◆ PAGE
------------------------------------------------
It has been quite a while and I haven’t been very communicative. My last blog entry was made almost a month ago now. I imagine that you’re wondering what I’ve been up to. Well, after Vang Vieng I spent a few days in Luang Prabang, a gem in the heart of undeveloped Laos, wet on the shores of the Mekong. Then came a 24-hour bus ride to Kunming, China. I spent a week there relaxing and reacquainting myself with the developed world. I’ve since settled back into a regular climbing schedule in Yangshuo. Recent days haven’t been terribly productive, due to rain, but there are certainly worse places to be stuck indoors. Yangshuo boasts good food, decent coffee, and lots of wifi.

Despite all the down time I haven’t had much of an opportunity to write. I’ve been working on a secret project since I left Bangkok and my involvement with it has peaked in recent weeks. A few months back I wrote about the insolubility of my motivations, of the way that sometimes certain ideas take hold and begin to compel. Well, I am definitely hooked! I’ll explain:

If you’ve been following along, you probably know that I came first to India back in July. There I was met by a group of climbers and a big red truck. I spent six months with HotRock, traveling from India to Pakistan, China, and Vietnam. The experience was overwhelming. The climbing, the people, and the destinations were all unforgettable. I cannot say enough about HotRock as an organization and a community. They were my ambassadors to the Third World, enabling me to have the experience I wanted when I set out from home. For that I am grateful. Thanks, guys!

Somewhere in China it occurred to me that someone should try do the same thing for climbers who want to visit the States. At home, I can go to a different world-class crag each week and not run out of destinations for more than a year. Most foreign climbers will only ever see a small fraction of them, though, because of their inaccessibility. Places like Red River Gorge and Joe’s Valley are in the middle of nowhere, far from any public transportation. The only way to get out to them is to drive, long-term car rental is prohibitively expensive, and purchase is risky.
------------------------------------------------
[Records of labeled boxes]
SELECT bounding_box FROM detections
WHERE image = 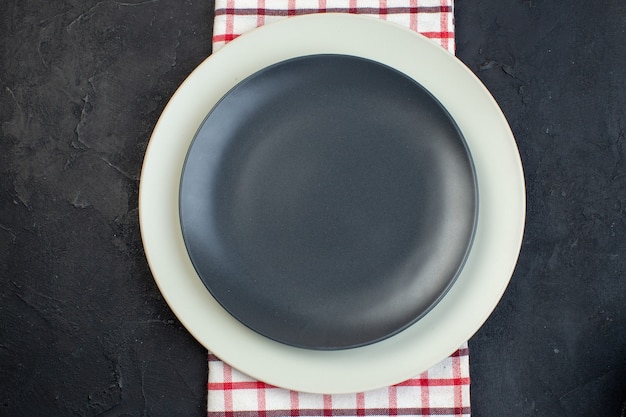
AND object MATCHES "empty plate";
[180,54,477,349]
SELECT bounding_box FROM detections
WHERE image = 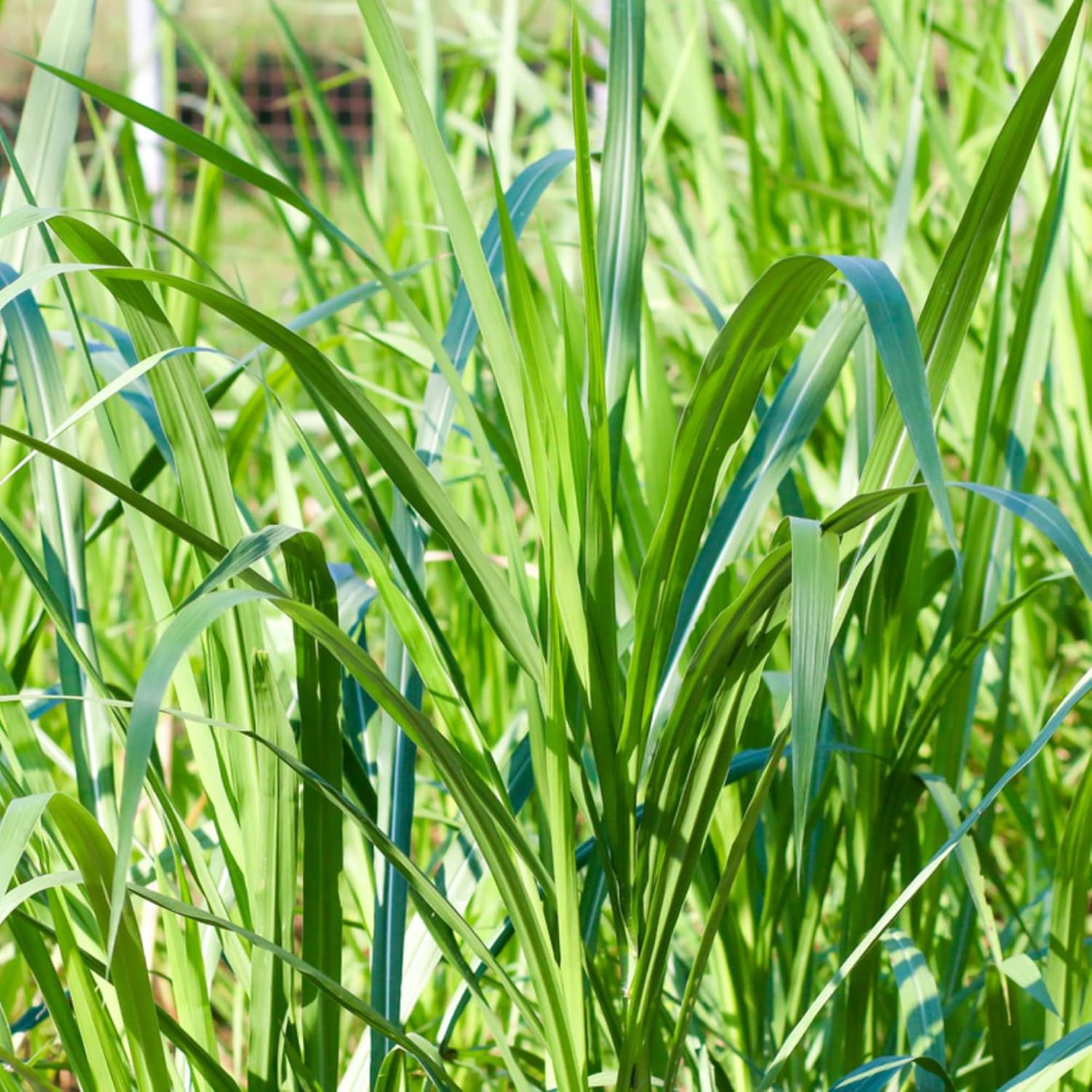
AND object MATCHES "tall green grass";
[0,0,1092,1092]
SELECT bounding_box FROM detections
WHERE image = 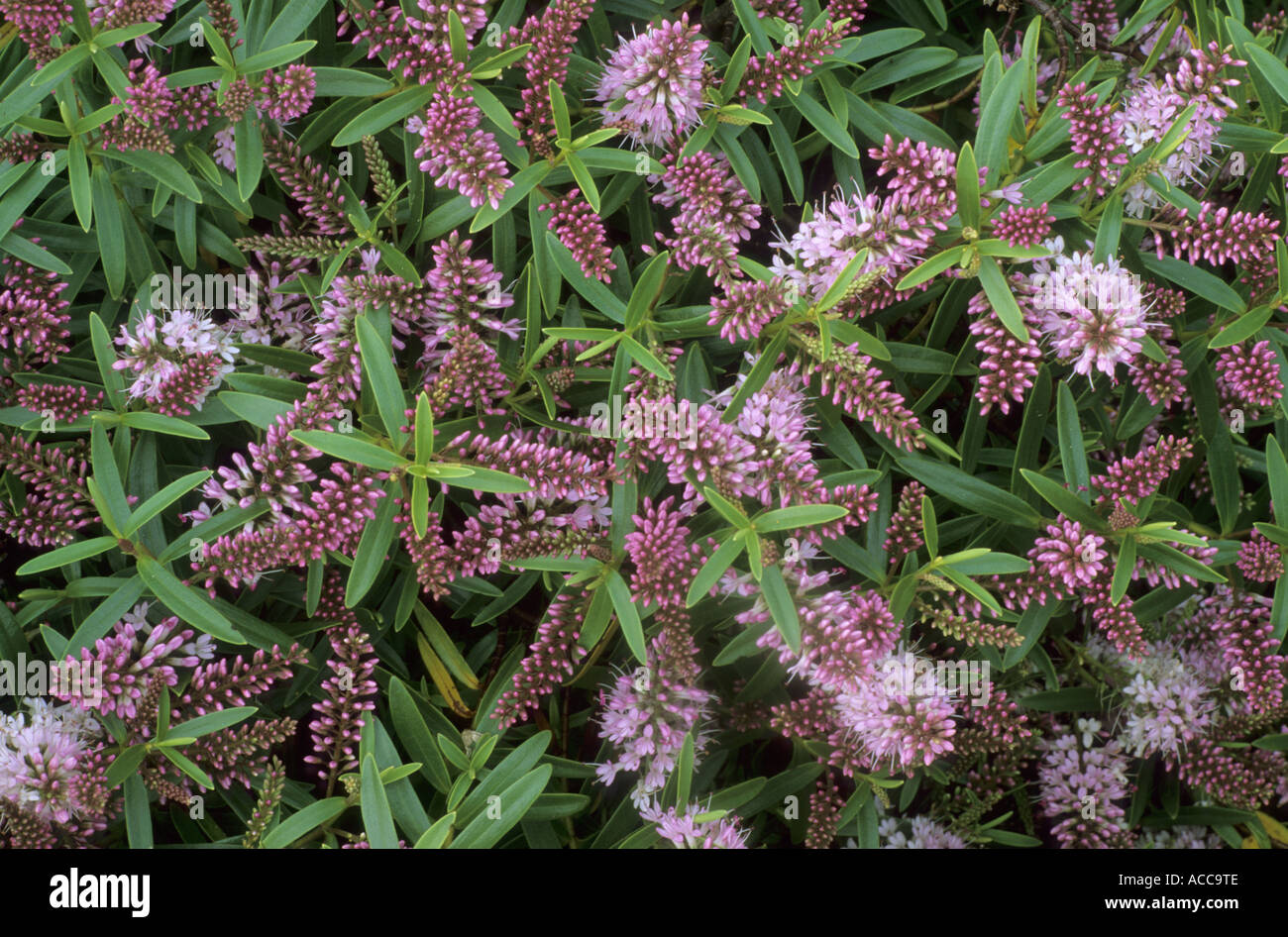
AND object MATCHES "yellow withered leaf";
[1257,811,1288,846]
[416,635,474,718]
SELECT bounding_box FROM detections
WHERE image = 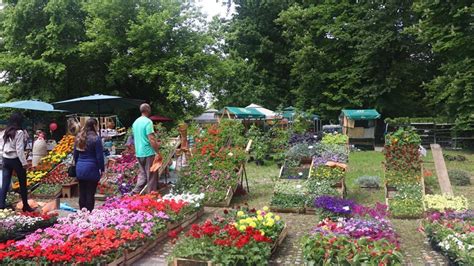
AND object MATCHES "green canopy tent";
[340,109,381,148]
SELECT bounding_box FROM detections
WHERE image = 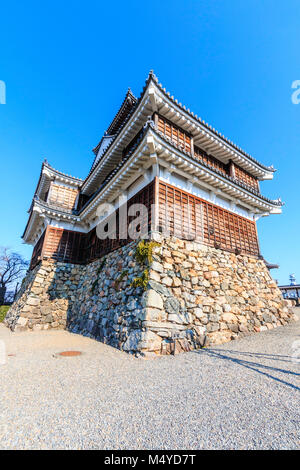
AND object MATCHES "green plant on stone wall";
[131,269,149,290]
[91,258,106,294]
[115,269,128,290]
[131,240,160,290]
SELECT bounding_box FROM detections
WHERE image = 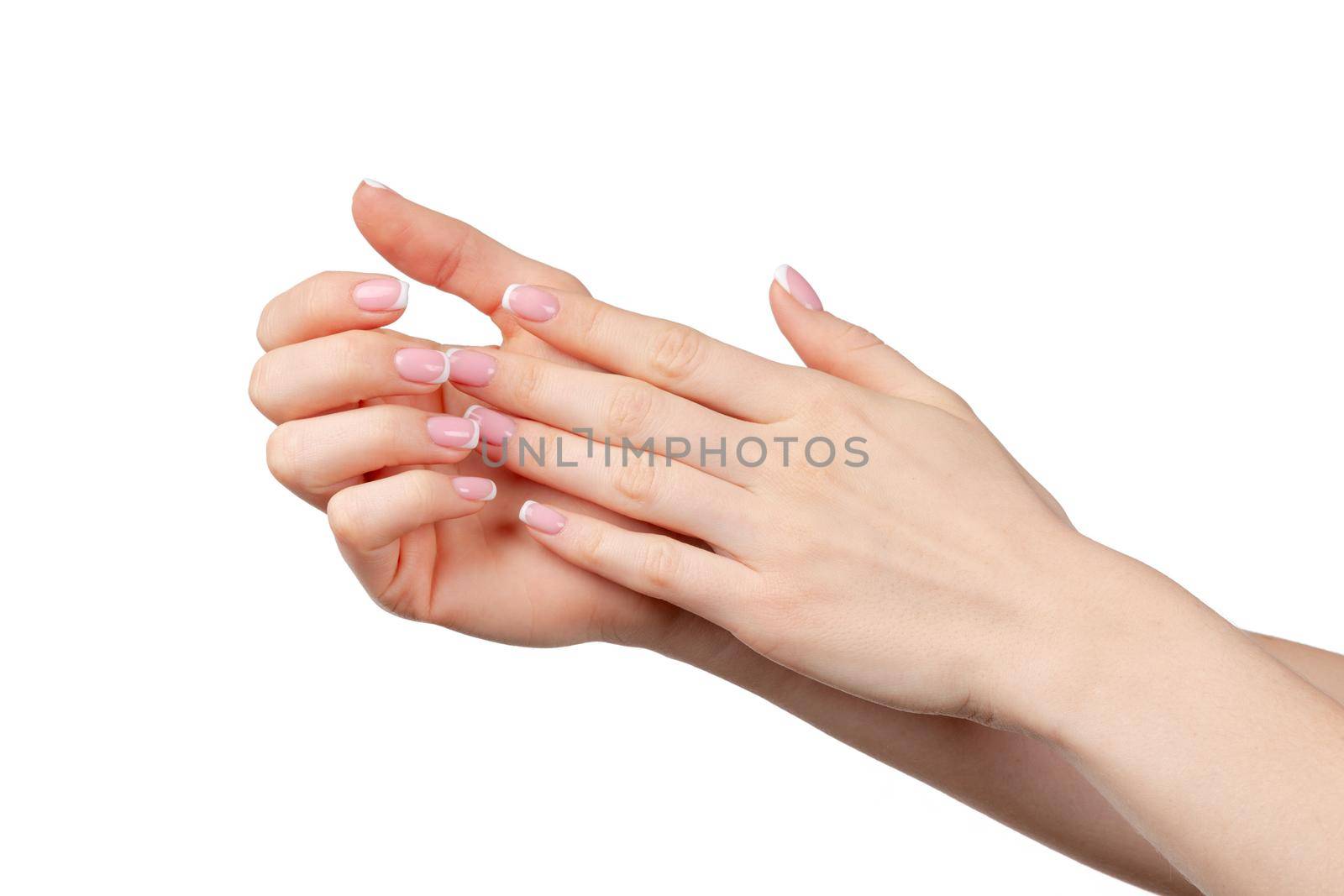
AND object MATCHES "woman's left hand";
[444,269,1166,726]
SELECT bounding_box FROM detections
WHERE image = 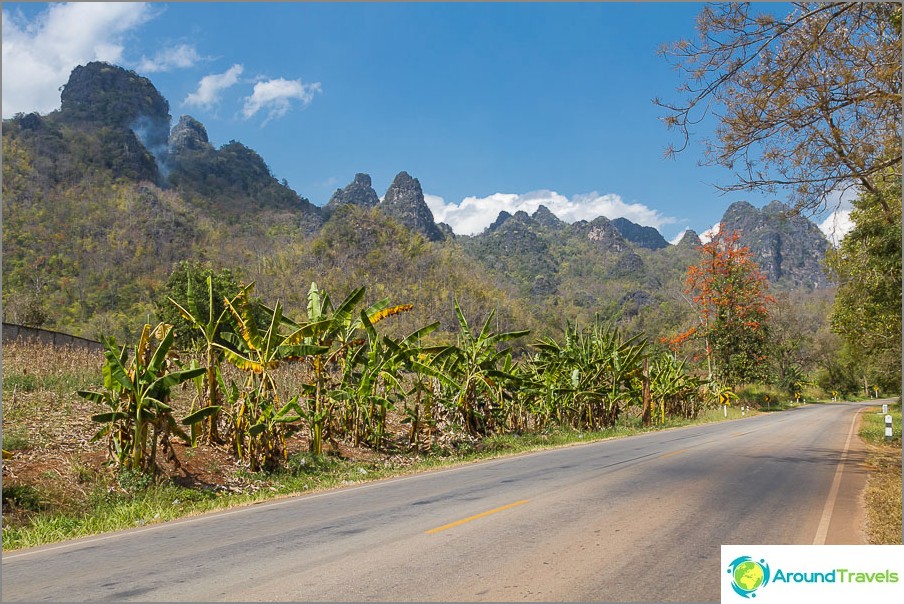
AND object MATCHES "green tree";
[829,175,901,391]
[668,225,775,387]
[655,2,901,215]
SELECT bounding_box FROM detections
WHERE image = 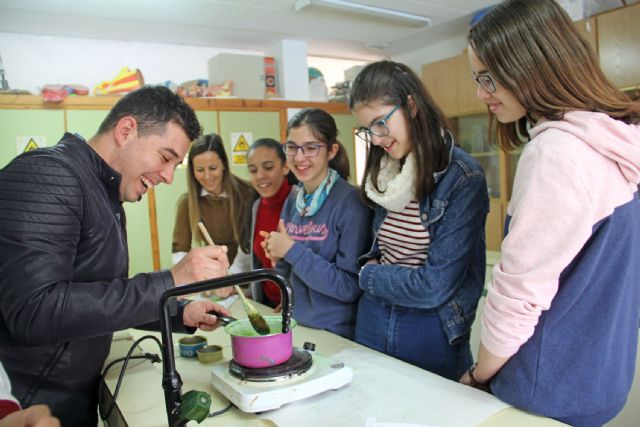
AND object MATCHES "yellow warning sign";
------------------------------------------------
◆ WRITTEN PROBLEM 1
Set down the portion of the travel post between "If you’ve been" and "grateful. Thanks, guys!", inclusive, word for word.
◆ WRITTEN PROBLEM 2
Extract the entries from the first one through the line holding "[655,2,901,215]", both ends included, and reproduce those lines verbatim with the pictures left out.

◆ FULL RESPONSE 1
If you’ve been following along, you probably know that I came first to India back in July. There I was met by a group of climbers and a big red truck. I spent six months with HotRock, traveling from India to Pakistan, China, and Vietnam. The experience was overwhelming. The climbing, the people, and the destinations were all unforgettable. I cannot say enough about HotRock as an organization and a community. They were my ambassadors to the Third World, enabling me to have the experience I wanted when I set out from home. For that I am grateful. Thanks, guys!

◆ FULL RESPONSE 2
SELECT bounding_box FROM detections
WHERE image = 
AND object MATCHES "empty plate";
[180,54,477,349]
SELECT bounding_box FROM detections
WHERE image = 
AND object MATCHES "tall green grass";
[0,0,1092,1092]
SELECT bounding_box FROM detections
WHERE image = 
AND object MATCHES "yellow withered leaf";
[1257,811,1288,846]
[416,635,474,718]
SELECT bounding_box FROM detections
WHERE image = 
AND object MATCHES "green canopy tent";
[340,109,381,148]
SELECT bounding_box FROM detections
WHERE image = 
AND object MATCHES "green plant on stone wall";
[131,269,149,290]
[91,258,106,294]
[115,269,128,290]
[131,240,160,290]
SELECT bounding_box FROM detections
WHERE image = 
AND object MATCHES "woman's left hand";
[444,269,1166,726]
SELECT bounding_box FROM detections
WHERE image = 
AND object MATCHES "green tree";
[829,175,901,391]
[668,225,775,387]
[655,2,901,215]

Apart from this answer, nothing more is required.